- Exercise details: If a line in the entries contains the word "below", list it.

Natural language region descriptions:
══════

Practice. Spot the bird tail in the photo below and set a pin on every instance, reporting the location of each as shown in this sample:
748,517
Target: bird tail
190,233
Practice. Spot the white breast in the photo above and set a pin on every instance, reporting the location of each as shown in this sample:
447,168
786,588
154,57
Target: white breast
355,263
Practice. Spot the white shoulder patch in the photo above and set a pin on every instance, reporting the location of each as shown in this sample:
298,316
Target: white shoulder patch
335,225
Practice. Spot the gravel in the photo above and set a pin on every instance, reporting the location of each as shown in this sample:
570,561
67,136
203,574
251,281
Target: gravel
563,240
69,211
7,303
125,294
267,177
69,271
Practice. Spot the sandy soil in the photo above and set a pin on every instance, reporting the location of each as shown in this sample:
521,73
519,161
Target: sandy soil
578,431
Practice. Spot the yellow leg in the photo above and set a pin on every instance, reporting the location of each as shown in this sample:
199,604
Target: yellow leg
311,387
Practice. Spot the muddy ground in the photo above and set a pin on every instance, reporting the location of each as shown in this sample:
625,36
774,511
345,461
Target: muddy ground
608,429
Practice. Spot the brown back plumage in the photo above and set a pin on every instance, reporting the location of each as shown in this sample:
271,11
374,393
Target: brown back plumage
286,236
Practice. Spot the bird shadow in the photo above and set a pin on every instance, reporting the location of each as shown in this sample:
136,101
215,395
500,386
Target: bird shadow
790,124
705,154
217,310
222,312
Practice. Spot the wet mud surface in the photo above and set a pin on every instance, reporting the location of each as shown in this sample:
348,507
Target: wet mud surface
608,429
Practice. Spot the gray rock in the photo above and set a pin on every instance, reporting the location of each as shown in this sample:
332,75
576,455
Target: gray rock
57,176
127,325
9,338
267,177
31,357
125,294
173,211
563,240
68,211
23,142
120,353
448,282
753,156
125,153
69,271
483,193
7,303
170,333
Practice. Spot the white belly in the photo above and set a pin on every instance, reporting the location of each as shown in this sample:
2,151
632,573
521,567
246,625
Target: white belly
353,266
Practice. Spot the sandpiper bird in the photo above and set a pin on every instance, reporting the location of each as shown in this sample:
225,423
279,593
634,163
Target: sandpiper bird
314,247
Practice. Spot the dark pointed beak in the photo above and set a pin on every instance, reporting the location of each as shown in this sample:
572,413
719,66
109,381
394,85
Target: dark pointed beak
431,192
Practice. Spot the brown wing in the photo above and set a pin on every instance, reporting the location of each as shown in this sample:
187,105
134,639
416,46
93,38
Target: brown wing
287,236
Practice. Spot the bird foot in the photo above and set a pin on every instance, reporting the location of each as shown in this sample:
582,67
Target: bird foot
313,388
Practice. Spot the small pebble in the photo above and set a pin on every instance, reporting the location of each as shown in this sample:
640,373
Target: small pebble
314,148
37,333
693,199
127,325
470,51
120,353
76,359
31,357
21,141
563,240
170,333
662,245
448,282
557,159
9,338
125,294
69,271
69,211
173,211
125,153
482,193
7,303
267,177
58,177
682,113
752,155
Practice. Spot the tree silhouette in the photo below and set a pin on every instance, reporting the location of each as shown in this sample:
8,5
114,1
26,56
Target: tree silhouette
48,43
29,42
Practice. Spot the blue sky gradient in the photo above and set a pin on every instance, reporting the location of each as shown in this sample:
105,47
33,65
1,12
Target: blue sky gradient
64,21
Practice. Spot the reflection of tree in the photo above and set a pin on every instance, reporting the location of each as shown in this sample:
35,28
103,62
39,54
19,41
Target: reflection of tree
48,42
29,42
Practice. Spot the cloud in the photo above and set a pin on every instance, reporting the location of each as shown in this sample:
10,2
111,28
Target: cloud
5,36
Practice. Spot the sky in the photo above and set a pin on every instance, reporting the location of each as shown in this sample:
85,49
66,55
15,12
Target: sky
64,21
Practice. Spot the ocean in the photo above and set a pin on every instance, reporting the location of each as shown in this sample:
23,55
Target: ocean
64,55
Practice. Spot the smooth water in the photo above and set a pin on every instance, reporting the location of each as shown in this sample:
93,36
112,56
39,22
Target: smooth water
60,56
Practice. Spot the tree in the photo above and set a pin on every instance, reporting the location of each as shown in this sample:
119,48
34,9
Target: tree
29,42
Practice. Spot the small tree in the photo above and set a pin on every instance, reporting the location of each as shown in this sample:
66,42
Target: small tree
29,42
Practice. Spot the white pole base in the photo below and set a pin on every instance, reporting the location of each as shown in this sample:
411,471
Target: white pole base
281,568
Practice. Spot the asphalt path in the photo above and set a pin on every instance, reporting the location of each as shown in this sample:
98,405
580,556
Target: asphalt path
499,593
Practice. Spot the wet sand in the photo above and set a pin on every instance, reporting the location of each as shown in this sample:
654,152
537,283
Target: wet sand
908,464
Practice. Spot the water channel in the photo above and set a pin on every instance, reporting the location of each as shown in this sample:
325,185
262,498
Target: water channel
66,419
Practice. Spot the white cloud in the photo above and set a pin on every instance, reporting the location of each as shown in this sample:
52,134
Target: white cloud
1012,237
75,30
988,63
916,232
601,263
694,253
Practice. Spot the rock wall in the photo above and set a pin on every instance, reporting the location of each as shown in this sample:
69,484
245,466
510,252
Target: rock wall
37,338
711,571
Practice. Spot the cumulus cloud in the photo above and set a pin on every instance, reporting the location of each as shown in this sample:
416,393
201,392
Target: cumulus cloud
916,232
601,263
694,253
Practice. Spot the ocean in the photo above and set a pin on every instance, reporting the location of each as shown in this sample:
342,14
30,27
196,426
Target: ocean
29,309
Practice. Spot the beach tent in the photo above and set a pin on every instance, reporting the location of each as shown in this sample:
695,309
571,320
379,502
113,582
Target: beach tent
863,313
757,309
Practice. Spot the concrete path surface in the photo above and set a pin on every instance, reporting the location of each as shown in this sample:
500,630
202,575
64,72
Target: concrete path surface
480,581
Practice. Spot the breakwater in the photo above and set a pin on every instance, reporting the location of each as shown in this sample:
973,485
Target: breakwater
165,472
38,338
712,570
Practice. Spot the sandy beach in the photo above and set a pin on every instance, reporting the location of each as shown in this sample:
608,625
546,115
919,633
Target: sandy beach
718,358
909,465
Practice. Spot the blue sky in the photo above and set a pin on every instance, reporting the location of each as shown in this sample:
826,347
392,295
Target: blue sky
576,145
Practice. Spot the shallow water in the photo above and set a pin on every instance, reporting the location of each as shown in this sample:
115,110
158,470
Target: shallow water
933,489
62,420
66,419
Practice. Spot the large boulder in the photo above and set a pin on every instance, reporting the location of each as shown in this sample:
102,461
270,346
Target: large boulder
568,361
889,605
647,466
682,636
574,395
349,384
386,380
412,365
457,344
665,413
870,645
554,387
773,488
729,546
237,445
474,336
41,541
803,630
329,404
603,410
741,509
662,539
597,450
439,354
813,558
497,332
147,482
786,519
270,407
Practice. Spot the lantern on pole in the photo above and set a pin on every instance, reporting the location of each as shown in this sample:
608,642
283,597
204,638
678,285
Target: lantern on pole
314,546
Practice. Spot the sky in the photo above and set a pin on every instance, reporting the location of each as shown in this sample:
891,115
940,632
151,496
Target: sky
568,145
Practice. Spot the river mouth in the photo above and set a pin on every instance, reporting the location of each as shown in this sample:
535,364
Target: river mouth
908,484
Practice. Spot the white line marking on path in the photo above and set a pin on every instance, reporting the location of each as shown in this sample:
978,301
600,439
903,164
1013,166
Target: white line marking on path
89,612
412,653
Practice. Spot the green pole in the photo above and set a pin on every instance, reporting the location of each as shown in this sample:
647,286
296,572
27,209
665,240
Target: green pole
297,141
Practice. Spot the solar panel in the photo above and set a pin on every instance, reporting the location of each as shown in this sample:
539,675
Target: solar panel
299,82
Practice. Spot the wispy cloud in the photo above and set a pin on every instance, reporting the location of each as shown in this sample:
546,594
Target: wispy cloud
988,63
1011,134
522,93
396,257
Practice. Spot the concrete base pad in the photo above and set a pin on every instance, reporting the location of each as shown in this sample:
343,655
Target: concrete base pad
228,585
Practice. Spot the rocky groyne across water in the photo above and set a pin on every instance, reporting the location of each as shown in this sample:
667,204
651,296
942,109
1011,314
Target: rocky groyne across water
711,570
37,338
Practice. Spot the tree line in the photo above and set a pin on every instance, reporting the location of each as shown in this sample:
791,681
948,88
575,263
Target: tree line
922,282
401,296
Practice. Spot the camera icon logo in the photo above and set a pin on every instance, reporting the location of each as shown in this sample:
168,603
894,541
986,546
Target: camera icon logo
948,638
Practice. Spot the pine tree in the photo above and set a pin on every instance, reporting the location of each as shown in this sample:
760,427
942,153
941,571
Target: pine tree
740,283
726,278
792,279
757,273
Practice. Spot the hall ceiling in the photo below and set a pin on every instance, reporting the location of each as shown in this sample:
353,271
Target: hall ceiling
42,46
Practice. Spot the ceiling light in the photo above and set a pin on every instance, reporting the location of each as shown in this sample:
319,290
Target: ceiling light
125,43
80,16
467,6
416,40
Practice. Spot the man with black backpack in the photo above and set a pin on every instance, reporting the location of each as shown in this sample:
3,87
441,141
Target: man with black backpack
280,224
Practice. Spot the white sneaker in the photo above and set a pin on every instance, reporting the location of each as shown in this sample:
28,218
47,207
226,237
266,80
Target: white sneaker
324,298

══════

- Written answer:
Practice. Spot the bird tail in the photo below and set a pin on every instance, reporting the location of each as shown in this sample:
Practice. Spot the tree silhouette in the photo below and set a pin on every instance, reporting the location of each as shown in this sample:
Practice. Spot the white pole base in the photo below and set a pin on every instance, reporting the location of each as shown in this sample:
Practice. Spot the hall ceiling in the photo below and set a pin on every instance, reporting the location of each as shown in this sample:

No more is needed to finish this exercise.